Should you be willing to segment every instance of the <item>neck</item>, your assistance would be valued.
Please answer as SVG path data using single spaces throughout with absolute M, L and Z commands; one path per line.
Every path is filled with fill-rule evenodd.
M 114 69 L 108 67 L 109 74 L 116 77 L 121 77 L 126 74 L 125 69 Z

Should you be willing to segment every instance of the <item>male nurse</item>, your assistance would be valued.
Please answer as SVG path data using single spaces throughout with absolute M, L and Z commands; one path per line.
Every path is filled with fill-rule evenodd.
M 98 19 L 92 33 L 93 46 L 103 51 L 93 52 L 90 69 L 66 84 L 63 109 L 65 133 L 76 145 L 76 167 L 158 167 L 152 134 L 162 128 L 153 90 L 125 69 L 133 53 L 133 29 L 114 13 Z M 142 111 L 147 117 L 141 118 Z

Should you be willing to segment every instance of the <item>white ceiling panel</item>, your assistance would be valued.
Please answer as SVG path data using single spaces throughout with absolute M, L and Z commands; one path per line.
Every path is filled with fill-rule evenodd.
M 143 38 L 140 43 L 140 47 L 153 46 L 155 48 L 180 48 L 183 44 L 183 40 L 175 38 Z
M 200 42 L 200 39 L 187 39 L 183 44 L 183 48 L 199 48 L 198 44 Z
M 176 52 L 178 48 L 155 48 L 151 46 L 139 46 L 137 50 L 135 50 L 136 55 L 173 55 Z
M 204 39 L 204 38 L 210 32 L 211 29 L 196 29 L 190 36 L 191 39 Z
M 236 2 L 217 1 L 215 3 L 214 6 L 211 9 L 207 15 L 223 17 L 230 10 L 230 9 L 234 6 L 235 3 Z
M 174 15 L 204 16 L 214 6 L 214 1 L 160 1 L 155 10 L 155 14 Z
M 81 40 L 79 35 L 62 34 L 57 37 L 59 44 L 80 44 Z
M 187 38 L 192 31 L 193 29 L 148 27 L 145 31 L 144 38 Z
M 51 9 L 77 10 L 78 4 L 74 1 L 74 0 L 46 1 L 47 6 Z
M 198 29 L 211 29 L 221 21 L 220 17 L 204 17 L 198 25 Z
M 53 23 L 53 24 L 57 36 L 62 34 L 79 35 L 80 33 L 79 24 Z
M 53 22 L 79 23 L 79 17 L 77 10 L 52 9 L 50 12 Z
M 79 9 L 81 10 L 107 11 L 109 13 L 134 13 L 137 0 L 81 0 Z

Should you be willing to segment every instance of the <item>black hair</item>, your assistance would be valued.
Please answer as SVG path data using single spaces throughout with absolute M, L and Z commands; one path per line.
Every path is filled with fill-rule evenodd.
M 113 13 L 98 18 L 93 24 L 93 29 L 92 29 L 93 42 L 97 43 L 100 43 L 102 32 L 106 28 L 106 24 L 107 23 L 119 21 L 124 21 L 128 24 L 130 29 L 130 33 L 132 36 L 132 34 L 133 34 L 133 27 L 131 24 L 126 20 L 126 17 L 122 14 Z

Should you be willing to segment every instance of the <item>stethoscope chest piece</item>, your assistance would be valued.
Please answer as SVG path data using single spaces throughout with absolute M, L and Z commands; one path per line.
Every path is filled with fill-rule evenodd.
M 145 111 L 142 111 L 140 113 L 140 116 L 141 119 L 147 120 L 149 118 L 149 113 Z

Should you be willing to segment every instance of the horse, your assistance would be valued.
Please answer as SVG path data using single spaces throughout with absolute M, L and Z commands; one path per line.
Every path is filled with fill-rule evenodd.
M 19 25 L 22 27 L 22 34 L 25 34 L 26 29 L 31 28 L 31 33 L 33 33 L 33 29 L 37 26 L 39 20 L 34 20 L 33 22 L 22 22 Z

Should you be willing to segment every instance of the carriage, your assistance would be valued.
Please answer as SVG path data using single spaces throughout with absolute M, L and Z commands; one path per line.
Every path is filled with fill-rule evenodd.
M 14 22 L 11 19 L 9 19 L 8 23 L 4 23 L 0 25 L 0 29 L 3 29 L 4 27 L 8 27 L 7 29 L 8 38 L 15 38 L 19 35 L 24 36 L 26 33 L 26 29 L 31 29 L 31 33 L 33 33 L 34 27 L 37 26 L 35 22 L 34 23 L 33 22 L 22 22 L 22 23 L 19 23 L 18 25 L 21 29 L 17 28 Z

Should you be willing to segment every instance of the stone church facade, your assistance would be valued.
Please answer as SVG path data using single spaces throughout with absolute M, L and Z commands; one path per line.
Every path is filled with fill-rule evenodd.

Task brief ▸ Put each line of the material above into a Markdown table with the columns Row and Line, numbering the rows in order and skipping blank lines.

Response for this exercise ▸
| Row | Line |
|---|---|
| 1 | Should you be willing to segment every instance of the <item>neck</item>, your assistance would be valued. |
| 2 | Please answer as SVG path data using single spaces throughout with absolute M, L and Z commands; one path per line. |
| 3 | Every path is filled with fill-rule evenodd. |
| 4 | M 114 69 L 108 67 L 109 74 L 116 77 L 121 77 L 126 74 L 125 69 Z |
| 5 | Should you be willing to segment every instance of the <item>male nurse</item>, your assistance would be valued. |
| 6 | Please answer as SVG path data using single spaces throughout with absolute M, L and Z commands; one path per line. |
| 7 | Every path is filled with fill-rule evenodd. |
| 8 | M 98 19 L 92 33 L 93 46 L 103 51 L 93 52 L 90 69 L 66 84 L 63 109 L 65 133 L 76 145 L 76 167 L 158 167 L 152 134 L 162 128 L 153 90 L 125 69 L 133 53 L 133 29 L 114 13 Z M 142 111 L 147 117 L 141 118 Z |
| 9 | Should you be willing to segment every instance of the <item>white ceiling panel</item>, your assistance would be valued. |
| 10 | Please answer as SVG path data using single spaces throughout with absolute M, L and Z commands; one path per line. |
| 11 | Every path is filled with fill-rule evenodd. |
| 12 | M 143 38 L 140 43 L 140 47 L 153 46 L 155 48 L 180 48 L 183 44 L 183 40 L 175 38 Z |
| 13 | M 200 42 L 200 39 L 187 39 L 183 44 L 183 48 L 199 48 L 198 44 Z |
| 14 | M 176 52 L 178 48 L 155 48 L 151 46 L 139 46 L 137 50 L 135 50 L 136 55 L 173 55 Z |
| 15 | M 204 39 L 204 38 L 210 32 L 211 29 L 196 29 L 190 36 L 191 39 Z |
| 16 | M 236 2 L 217 1 L 215 3 L 214 6 L 211 9 L 207 15 L 223 17 L 230 10 L 230 9 L 234 6 L 235 3 Z |
| 17 | M 174 15 L 204 16 L 214 6 L 214 1 L 160 1 L 155 10 L 155 14 Z |
| 18 | M 81 40 L 79 35 L 62 34 L 57 37 L 59 44 L 80 44 Z |
| 19 | M 187 38 L 192 31 L 193 29 L 148 27 L 145 31 L 144 38 Z |
| 20 | M 51 9 L 77 10 L 78 4 L 74 1 L 74 0 L 46 1 L 47 6 Z |
| 21 | M 198 29 L 211 29 L 221 21 L 220 17 L 204 17 L 198 25 Z |
| 22 | M 53 23 L 53 24 L 57 36 L 62 34 L 79 35 L 80 33 L 79 24 Z |
| 23 | M 53 22 L 79 23 L 79 17 L 77 10 L 52 9 L 50 12 Z |
| 24 | M 79 9 L 81 10 L 107 11 L 109 13 L 134 13 L 137 0 L 81 0 Z |
| 25 | Should you be willing to segment every instance of the <item>black hair</item>, your assistance would be valued. |
| 26 | Please answer as SVG path data using single spaces throughout with absolute M, L and Z commands; one path per line. |
| 27 | Every path is filled with fill-rule evenodd. |
| 28 | M 113 13 L 98 18 L 93 24 L 93 29 L 92 29 L 93 42 L 97 43 L 100 43 L 102 32 L 106 28 L 106 24 L 107 23 L 119 21 L 124 21 L 128 24 L 130 29 L 130 33 L 132 36 L 132 34 L 133 34 L 133 27 L 131 24 L 126 20 L 126 17 L 122 14 Z |
| 29 | Should you be willing to segment every instance of the <item>stethoscope chest piece</item>, your assistance would be valued. |
| 30 | Please answer as SVG path data using single spaces throughout with absolute M, L and Z commands; one path per line. |
| 31 | Every path is filled with fill-rule evenodd. |
| 32 | M 145 111 L 142 111 L 140 113 L 140 116 L 141 119 L 147 120 L 149 118 L 149 113 Z |
| 33 | Should you be willing to segment every instance of the horse, your assistance would be valued. |
| 34 | Please answer as SVG path data using single spaces throughout with absolute M, L and Z commands; one path per line. |
| 35 | Every path is filled with fill-rule evenodd. |
| 36 | M 19 25 L 22 27 L 22 34 L 25 34 L 26 29 L 31 28 L 31 33 L 33 33 L 33 29 L 37 26 L 39 20 L 34 20 L 33 22 L 22 22 Z |
| 37 | Should you be willing to segment every instance of the carriage, your assistance would be valued. |
| 38 | Please answer as SVG path data using single spaces throughout with absolute M, L and Z commands; one path per line. |
| 39 | Every path is filled with fill-rule evenodd. |
| 40 | M 14 22 L 11 19 L 9 19 L 8 23 L 4 23 L 0 25 L 0 29 L 3 29 L 4 27 L 8 27 L 7 29 L 8 38 L 15 38 L 19 35 L 24 36 L 26 33 L 26 29 L 31 29 L 31 33 L 33 33 L 34 27 L 37 26 L 35 22 L 34 23 L 33 22 L 22 22 L 22 23 L 19 23 L 18 25 L 21 29 L 17 28 Z |
| 41 | Should you be willing to segment every instance of the stone church facade, your assistance would be valued. |
| 42 | Please answer as SVG path data using single spaces throughout with absolute M, L and Z commands; one path per line. |
| 43 | Every path is filled with fill-rule evenodd. |